(Image point grounding data)
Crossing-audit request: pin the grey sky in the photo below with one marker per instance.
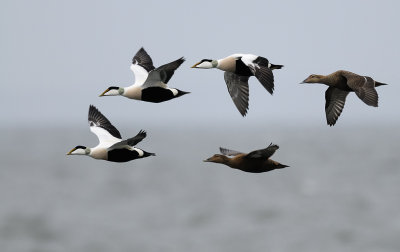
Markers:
(58, 56)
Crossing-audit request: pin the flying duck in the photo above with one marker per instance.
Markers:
(150, 82)
(111, 147)
(340, 84)
(255, 162)
(238, 69)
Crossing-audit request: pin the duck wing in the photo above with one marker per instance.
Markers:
(260, 69)
(228, 152)
(364, 87)
(130, 141)
(102, 127)
(334, 102)
(238, 89)
(160, 76)
(141, 66)
(263, 153)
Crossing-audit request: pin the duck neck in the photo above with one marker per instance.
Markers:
(228, 161)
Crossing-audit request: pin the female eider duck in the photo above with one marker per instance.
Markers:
(238, 69)
(340, 84)
(111, 147)
(256, 161)
(150, 82)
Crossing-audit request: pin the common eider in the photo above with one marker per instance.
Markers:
(238, 69)
(111, 147)
(150, 82)
(340, 84)
(255, 162)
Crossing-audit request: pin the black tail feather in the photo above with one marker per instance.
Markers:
(275, 66)
(377, 84)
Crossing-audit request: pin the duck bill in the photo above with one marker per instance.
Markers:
(69, 153)
(102, 94)
(195, 65)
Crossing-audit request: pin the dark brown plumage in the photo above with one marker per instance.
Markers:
(255, 162)
(340, 84)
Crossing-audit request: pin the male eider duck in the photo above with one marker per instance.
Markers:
(340, 84)
(111, 147)
(238, 69)
(150, 82)
(256, 161)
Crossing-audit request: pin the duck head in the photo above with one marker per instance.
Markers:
(217, 158)
(206, 64)
(313, 78)
(112, 91)
(79, 150)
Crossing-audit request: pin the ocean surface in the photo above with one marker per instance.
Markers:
(340, 193)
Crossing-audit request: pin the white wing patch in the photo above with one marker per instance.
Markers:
(154, 80)
(105, 138)
(174, 91)
(140, 74)
(141, 153)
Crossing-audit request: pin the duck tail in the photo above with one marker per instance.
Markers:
(280, 166)
(377, 84)
(275, 66)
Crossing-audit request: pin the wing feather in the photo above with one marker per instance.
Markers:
(238, 89)
(102, 127)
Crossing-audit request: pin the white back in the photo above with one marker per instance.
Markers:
(140, 74)
(105, 138)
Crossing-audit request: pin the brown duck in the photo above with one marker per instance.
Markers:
(340, 84)
(256, 161)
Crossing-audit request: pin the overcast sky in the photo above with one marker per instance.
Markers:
(58, 56)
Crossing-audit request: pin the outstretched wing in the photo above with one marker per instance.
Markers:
(334, 103)
(160, 76)
(260, 69)
(228, 152)
(363, 86)
(263, 153)
(141, 66)
(238, 89)
(130, 141)
(102, 127)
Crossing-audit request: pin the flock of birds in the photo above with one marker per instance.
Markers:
(151, 86)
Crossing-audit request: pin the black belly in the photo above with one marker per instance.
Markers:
(156, 94)
(122, 155)
(242, 69)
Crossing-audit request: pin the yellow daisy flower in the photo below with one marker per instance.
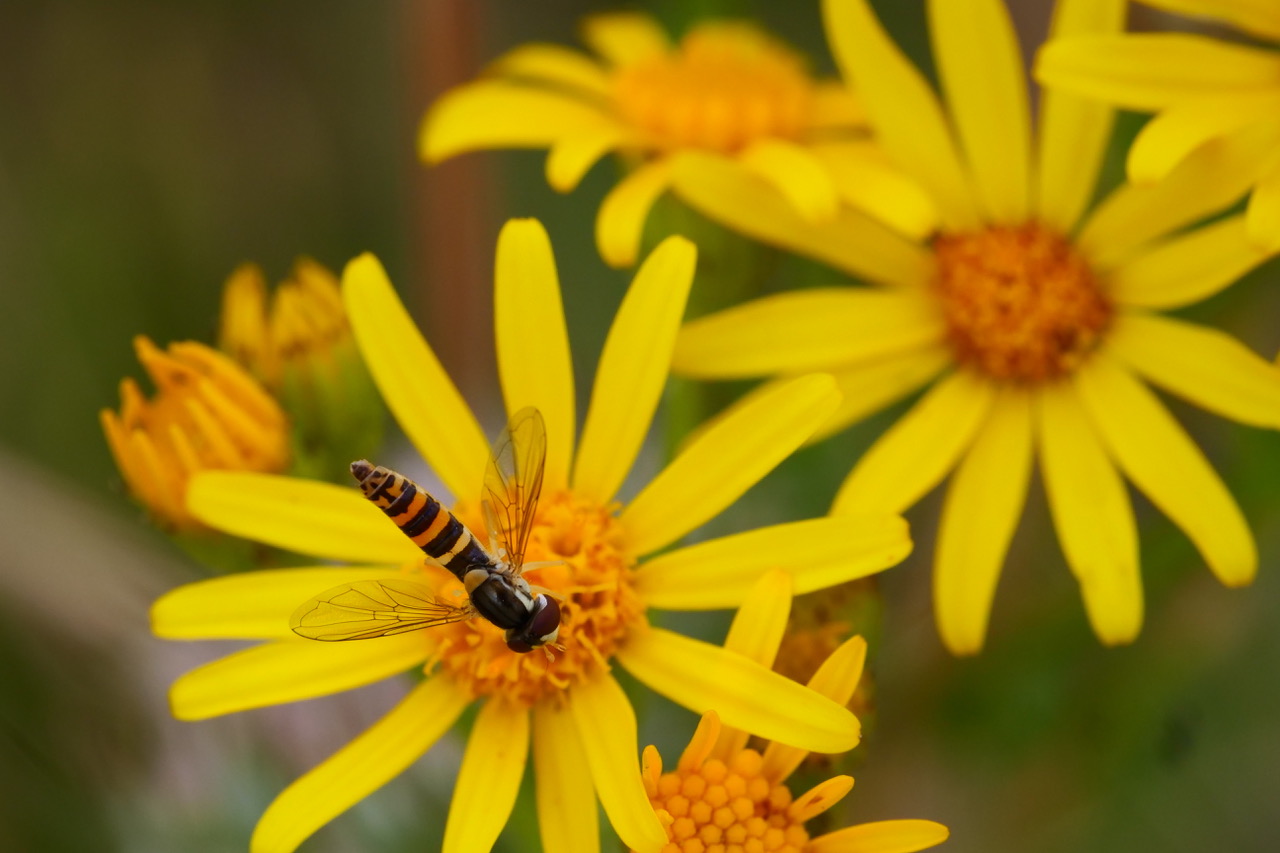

• Exercise goal: Each record should be quoted exactly, with the images omitted.

• Your response:
Crossing-audit request: pin the grey sky in the photo below with one marker per instance.
Markers:
(58, 56)
Crossing-audit request: pin the flying duck in the photo above with one marker per instance.
Markers:
(150, 82)
(111, 147)
(340, 84)
(255, 162)
(238, 69)
Crossing-audit request: pin the duck wing in the photo above with one marker per instance.
Markers:
(260, 69)
(228, 152)
(364, 87)
(130, 141)
(102, 127)
(334, 102)
(238, 89)
(160, 76)
(141, 66)
(263, 153)
Crossing-audit request: pin the duck neck in the photo above with one marker per instance.
Markers:
(228, 161)
Crossing-audit request: pin the female eider duck in the photo above with one marker per instance.
Markers:
(238, 69)
(340, 84)
(111, 147)
(256, 161)
(150, 82)
Crossing-audit request: pin the common eider in the photo above with one marker per instance.
Markers:
(238, 69)
(111, 147)
(150, 82)
(340, 84)
(255, 162)
Crossing-audit request: pin the black tail feather in the photo above with one marker per instance.
Markers:
(275, 66)
(377, 84)
Crossing-audit request: pin the duck bill in the photo above with one marker per instance.
Markers:
(69, 153)
(102, 94)
(195, 65)
Crossing-audit request: pin the dark brown plumage in the photo above with one marker per instance.
Markers:
(255, 162)
(340, 84)
Crossing-audit request: pin the male eider duck in the photo above with one marker per instance.
Markers:
(340, 84)
(111, 147)
(238, 69)
(150, 82)
(256, 161)
Crossing-audit request: pin the duck head in the photo above with one marker per instance.
Markers:
(217, 158)
(206, 64)
(313, 78)
(112, 91)
(79, 150)
Crossing-audit request: pin the ocean surface in the photo above with one marker per instance.
Markers:
(340, 193)
Crossing-audit request: pin the white wing patch in the photo above with one marker per instance.
Markers:
(154, 80)
(105, 138)
(174, 91)
(140, 74)
(141, 153)
Crossing-audit request: pin the duck tail in the photo above with one marker per instance.
Markers:
(280, 166)
(377, 84)
(275, 66)
Crossing-audit request: pin the wing feather in the photo above with one marker per instance.
Markers:
(238, 89)
(102, 127)
Crossing-audit request: pin the white back in the photo above with one marker per instance.
Markers:
(140, 74)
(105, 138)
Crossing-audit request: pin the brown duck in the photo above with one marker per instance.
Markers:
(340, 84)
(256, 161)
Crossing-audit request: pin the overcast sky in the photo above with one marker per instance.
Markers:
(58, 56)
Crossing-audit request: pin the outstretched wing in the photo above with one marker per instance.
Markers:
(334, 103)
(160, 76)
(260, 69)
(228, 152)
(363, 86)
(263, 153)
(141, 66)
(238, 89)
(130, 141)
(102, 127)
Crossing-audit request: pin the flock of birds in the photo above with one marker per instance.
Markers:
(151, 86)
Crossing-audit request: pin the black belly in the photo above with one marker per instance.
Markers:
(156, 94)
(122, 155)
(242, 69)
Crossing-audit request: pin the yellow daisy flower in the photo below with one marker per instance.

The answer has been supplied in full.